> _Instructions to follow_: Could you retype every line of the data underneath without altering anything?

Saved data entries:
====

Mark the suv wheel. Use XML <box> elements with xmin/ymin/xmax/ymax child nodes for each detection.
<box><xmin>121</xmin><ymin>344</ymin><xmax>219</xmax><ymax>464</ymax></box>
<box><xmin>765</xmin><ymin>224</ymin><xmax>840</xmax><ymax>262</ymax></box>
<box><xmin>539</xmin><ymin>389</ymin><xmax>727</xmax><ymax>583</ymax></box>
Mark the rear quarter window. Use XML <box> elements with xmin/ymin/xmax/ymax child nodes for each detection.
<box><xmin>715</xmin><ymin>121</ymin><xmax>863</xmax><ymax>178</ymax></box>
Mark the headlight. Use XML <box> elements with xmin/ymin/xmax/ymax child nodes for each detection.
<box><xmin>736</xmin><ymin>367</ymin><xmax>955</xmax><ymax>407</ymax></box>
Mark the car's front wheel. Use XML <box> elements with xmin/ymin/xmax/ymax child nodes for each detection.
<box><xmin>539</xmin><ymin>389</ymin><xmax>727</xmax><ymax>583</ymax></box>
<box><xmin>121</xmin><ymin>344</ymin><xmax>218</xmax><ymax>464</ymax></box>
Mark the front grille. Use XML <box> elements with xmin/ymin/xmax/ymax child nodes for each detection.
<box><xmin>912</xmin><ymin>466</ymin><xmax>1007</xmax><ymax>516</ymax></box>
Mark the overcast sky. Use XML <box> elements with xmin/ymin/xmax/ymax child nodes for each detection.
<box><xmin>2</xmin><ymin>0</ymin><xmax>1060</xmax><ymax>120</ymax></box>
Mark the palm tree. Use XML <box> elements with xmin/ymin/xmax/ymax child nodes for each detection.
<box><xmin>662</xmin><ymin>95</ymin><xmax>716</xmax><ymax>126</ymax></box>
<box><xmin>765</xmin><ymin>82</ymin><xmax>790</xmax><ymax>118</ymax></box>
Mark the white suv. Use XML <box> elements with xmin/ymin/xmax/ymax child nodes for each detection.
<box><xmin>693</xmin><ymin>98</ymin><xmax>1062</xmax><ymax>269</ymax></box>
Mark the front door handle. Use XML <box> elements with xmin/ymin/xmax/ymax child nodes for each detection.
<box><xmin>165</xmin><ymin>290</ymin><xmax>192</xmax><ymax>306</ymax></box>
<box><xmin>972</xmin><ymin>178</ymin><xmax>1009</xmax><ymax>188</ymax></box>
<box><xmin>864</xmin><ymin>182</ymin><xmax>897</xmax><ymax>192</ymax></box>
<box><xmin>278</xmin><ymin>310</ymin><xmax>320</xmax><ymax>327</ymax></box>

====

> _Exercise answer_:
Mark the suv wheel. Use XML <box> elements with xmin/ymin/xmax/ymax child nodes for each detection.
<box><xmin>121</xmin><ymin>344</ymin><xmax>219</xmax><ymax>464</ymax></box>
<box><xmin>765</xmin><ymin>224</ymin><xmax>840</xmax><ymax>262</ymax></box>
<box><xmin>539</xmin><ymin>389</ymin><xmax>727</xmax><ymax>583</ymax></box>
Mark the rear quarter window. Use XML <box> elements with xmin/ymin/xmax/ymax child nodes for each detection.
<box><xmin>715</xmin><ymin>121</ymin><xmax>863</xmax><ymax>178</ymax></box>
Mark the headlight. Use XML <box> elements with xmin/ymin/xmax/ymax child nodes for each detection.
<box><xmin>736</xmin><ymin>367</ymin><xmax>955</xmax><ymax>407</ymax></box>
Mark the car's front wheel. Use XML <box> elements with xmin/ymin/xmax/ymax child nodes for each detection.
<box><xmin>539</xmin><ymin>389</ymin><xmax>727</xmax><ymax>583</ymax></box>
<box><xmin>121</xmin><ymin>344</ymin><xmax>218</xmax><ymax>464</ymax></box>
Mark the front grille. Use XML <box> elements with xmin/ymin/xmax/ymax child nodes for each detection.
<box><xmin>912</xmin><ymin>466</ymin><xmax>1007</xmax><ymax>516</ymax></box>
Mark the overcast sky. Use XML <box> elements with xmin/ymin/xmax/ymax child nodes for each detection.
<box><xmin>2</xmin><ymin>0</ymin><xmax>1060</xmax><ymax>120</ymax></box>
Mark the palm tree. Use XML <box> elements with xmin/ymin/xmax/ymax child nodes for each detection.
<box><xmin>662</xmin><ymin>95</ymin><xmax>716</xmax><ymax>126</ymax></box>
<box><xmin>765</xmin><ymin>82</ymin><xmax>790</xmax><ymax>118</ymax></box>
Mark the white suv. Use XML <box> elements with xmin/ymin/xmax/ymax child nodes for each detection.
<box><xmin>693</xmin><ymin>98</ymin><xmax>1062</xmax><ymax>269</ymax></box>
Mark the front door handle. Use XML <box> elements with xmin/ymin/xmax/ymax child nodes for each detection.
<box><xmin>165</xmin><ymin>290</ymin><xmax>192</xmax><ymax>306</ymax></box>
<box><xmin>972</xmin><ymin>178</ymin><xmax>1009</xmax><ymax>188</ymax></box>
<box><xmin>864</xmin><ymin>182</ymin><xmax>897</xmax><ymax>192</ymax></box>
<box><xmin>278</xmin><ymin>310</ymin><xmax>320</xmax><ymax>327</ymax></box>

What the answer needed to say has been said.